[Description of the task]
Recast all the items below as one numbered list, one line per number, with blank lines dropped and the pictures left out.

[Supplied material]
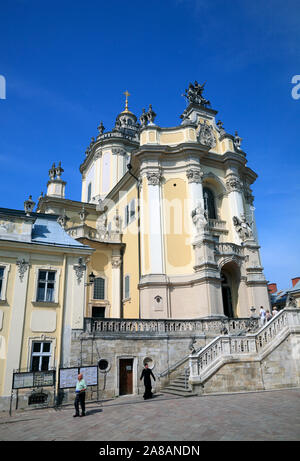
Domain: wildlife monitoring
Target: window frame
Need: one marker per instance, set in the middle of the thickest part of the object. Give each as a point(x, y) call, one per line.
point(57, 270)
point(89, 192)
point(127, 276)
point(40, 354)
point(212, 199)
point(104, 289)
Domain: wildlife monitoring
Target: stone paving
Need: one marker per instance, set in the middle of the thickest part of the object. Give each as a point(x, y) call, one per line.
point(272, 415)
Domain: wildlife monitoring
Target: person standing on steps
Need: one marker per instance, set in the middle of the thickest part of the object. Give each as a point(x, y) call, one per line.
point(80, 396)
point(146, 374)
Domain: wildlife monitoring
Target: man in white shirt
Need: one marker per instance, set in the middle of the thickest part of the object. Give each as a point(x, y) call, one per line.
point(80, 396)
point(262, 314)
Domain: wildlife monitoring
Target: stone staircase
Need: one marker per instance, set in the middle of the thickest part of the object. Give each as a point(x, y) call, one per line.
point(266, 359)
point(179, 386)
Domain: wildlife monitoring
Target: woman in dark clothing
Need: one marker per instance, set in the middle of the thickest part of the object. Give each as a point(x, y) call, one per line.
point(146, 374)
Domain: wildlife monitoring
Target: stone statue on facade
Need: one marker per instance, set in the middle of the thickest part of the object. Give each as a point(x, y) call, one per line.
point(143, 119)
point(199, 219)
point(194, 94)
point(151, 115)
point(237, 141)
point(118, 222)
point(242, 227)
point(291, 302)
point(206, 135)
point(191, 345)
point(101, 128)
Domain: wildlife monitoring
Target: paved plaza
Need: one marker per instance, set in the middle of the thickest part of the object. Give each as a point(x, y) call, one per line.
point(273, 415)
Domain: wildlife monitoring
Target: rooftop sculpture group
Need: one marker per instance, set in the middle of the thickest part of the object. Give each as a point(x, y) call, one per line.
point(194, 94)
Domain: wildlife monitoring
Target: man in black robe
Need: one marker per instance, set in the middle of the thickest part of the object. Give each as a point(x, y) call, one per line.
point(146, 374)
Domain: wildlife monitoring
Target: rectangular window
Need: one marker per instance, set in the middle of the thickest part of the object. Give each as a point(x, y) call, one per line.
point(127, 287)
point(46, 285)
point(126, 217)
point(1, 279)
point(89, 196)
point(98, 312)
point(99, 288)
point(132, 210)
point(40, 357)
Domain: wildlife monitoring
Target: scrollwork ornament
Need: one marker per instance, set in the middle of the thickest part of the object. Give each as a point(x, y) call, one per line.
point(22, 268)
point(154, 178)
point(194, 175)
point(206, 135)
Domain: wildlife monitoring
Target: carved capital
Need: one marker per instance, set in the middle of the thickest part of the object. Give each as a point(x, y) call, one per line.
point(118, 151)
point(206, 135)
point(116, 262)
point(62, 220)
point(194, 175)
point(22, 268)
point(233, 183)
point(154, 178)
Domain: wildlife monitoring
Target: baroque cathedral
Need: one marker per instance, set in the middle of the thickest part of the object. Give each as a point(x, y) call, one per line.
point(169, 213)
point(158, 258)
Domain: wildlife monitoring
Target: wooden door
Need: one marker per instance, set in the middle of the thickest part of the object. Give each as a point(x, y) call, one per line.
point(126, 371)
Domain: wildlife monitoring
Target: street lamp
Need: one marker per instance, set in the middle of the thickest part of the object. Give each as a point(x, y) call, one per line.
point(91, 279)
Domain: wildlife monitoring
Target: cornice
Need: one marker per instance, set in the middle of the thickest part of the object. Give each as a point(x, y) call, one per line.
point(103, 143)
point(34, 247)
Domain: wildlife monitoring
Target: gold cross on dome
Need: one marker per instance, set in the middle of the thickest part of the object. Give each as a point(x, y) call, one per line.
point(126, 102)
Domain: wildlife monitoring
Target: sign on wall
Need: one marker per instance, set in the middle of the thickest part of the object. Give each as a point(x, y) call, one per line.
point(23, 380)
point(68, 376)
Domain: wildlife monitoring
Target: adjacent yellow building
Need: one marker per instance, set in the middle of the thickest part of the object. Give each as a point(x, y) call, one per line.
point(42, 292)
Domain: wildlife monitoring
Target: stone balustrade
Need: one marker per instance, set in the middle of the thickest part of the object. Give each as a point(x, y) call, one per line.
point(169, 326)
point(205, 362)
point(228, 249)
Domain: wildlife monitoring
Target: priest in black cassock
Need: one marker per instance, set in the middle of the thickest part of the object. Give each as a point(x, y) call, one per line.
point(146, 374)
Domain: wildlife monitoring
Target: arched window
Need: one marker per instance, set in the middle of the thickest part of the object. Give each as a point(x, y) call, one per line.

[Solution]
1. Domain: wildlife monitoring
2. Target: window frame
3. Need: one marker per instance, set in the middle of the thickest part of the object. Give each as a point(x, y) call, one per line.
4. point(57, 270)
5. point(89, 192)
6. point(127, 276)
7. point(40, 354)
8. point(212, 199)
9. point(104, 289)
10. Domain: wildlife monitoring
11. Target: stone paving
12. Need: one marker per instance, set in the middle of the thickest part of the object. Give each as a point(x, y) call, one per line.
13. point(272, 415)
14. Domain: wildlife monitoring
15. Target: person standing on steps
16. Need: one marker per instance, set in the middle of the thickest part of the object. Give each as a point(x, y) call, one per line.
17. point(80, 396)
18. point(146, 374)
19. Domain: wildlife monitoring
20. Target: man in white shirt
21. Need: one marker per instance, set in the middle of the thickest part of the object. Give each as a point(x, y) call, one per line.
22. point(80, 396)
23. point(262, 314)
24. Domain: wildlife monitoring
25. Target: stone staircase
26. Need: one marker per instance, set in the middle of the thickest part of the object. Give each as a point(x, y) call, one per line.
27. point(266, 359)
28. point(179, 386)
29. Domain: wildlife monitoring
30. Target: woman in dark clothing
31. Need: one marker per instance, set in the middle of the thickest part of the object. Give each as a point(x, y) call, one per line.
32. point(146, 374)
33. Domain: wildlife monitoring
34. Target: stone statue on facade
35. Need: one marker per instance, set in the middle of the thickest part of the object. Give each as a point(x, y) call, one per line.
36. point(143, 119)
37. point(199, 219)
38. point(194, 94)
39. point(151, 115)
40. point(237, 141)
41. point(118, 222)
42. point(242, 227)
43. point(291, 302)
44. point(206, 135)
45. point(191, 345)
46. point(101, 128)
47. Domain: wildlife monitoring
48. Target: paved plaza
49. Need: one marker per instance, set in the middle of the thickest part of the object. Give each as a point(x, y) call, one per line.
50. point(273, 415)
51. Domain: wildlife monitoring
52. Target: rooftop sculpture group
53. Need: one marker per instance, set in the middle of the thickest part of the object. Give each as a point(x, y) call, one per line.
54. point(194, 94)
55. Domain: wildlife monitoring
56. Target: man in black robe
57. Need: one marker per instance, set in the middle of the thickest part of the object. Give each as a point(x, y) call, one per line.
58. point(146, 374)
59. Domain: wildlife monitoring
60. Target: rectangular window
61. Need: one marker per instance, set in the middle of the thickest part of the object. Give each as a point(x, y) call, one per line.
62. point(127, 287)
63. point(46, 285)
64. point(126, 217)
65. point(1, 279)
66. point(89, 196)
67. point(98, 312)
68. point(99, 288)
69. point(132, 210)
70. point(40, 357)
71. Domain: wildlife monitoring
72. Target: scrollwork ornament
73. Need: one marker per instance, set in the middle of the thickest part of the object. Give each as a point(x, y) call, one per line.
74. point(22, 268)
75. point(154, 178)
76. point(194, 175)
77. point(206, 135)
78. Domain: wildlife monitoring
79. Target: carved capital
80. Need: one marker per instance, set in the middle of the thickest part of the object. Give each as a point(x, y) call, one per line.
81. point(118, 151)
82. point(206, 135)
83. point(116, 262)
84. point(62, 220)
85. point(194, 175)
86. point(22, 268)
87. point(233, 183)
88. point(154, 178)
89. Domain: wildlife monitoring
90. Target: baroque cathedral
91. Need: one marker per instance, set in the middle of the thickest part of the object. Give each as a point(x, y) call, one per line.
92. point(169, 213)
93. point(158, 258)
94. Domain: wildlife monitoring
95. Target: wooden door
96. Need: one marker per instance, set in the middle of the thickest part of the object. Give each as a point(x, y) call, one per line.
97. point(126, 371)
98. Domain: wildlife monitoring
99. Target: street lamp
100. Need: one marker per instance, set in the middle of the thickest part of the object. Give each as a point(x, y) call, one per line.
101. point(91, 279)
102. Domain: wildlife monitoring
103. Target: cornice
104. Need: one marker per instance, set in the middle of the thickest part of the object. Give each as a point(x, y) call, one per line.
105. point(103, 143)
106. point(34, 247)
107. Domain: wildlife monitoring
108. Target: gold cross on dome
109. Need: one marker per instance, set in the middle of the thickest part of the object. Give each as a point(x, y) call, one per line.
110. point(126, 102)
111. Domain: wildlife monitoring
112. Target: sign on wall
113. Need: one marker per instance, set in the middle of the thickest part of the object. Give each as a point(x, y) call, one per line.
114. point(23, 380)
115. point(68, 376)
116. Domain: wildlife monitoring
117. Target: adjacent yellow building
118. Need: one marker per instance, set in the middle of the thickest part of the object. Give each as a point(x, y) call, one per line.
119. point(42, 292)
120. Domain: wildlife monitoring
121. Target: stone balustrade
122. Need: one marker per instance, set in the middle of the thickest part of the object. Give each as a point(x, y) call, one per line.
123. point(169, 326)
124. point(205, 362)
125. point(228, 249)
126. Domain: wildlife monitoring
127. Target: priest in black cassock
128. Need: one marker per instance, set in the middle of the thickest part of the object. Give each as a point(x, y) call, one per line.
129. point(146, 374)
130. Domain: wildlife monitoring
131. Target: arched window
132. Need: one marker per instance, set in the middle of the thickest part of the object. Give each as a point(x, y) call, one per line.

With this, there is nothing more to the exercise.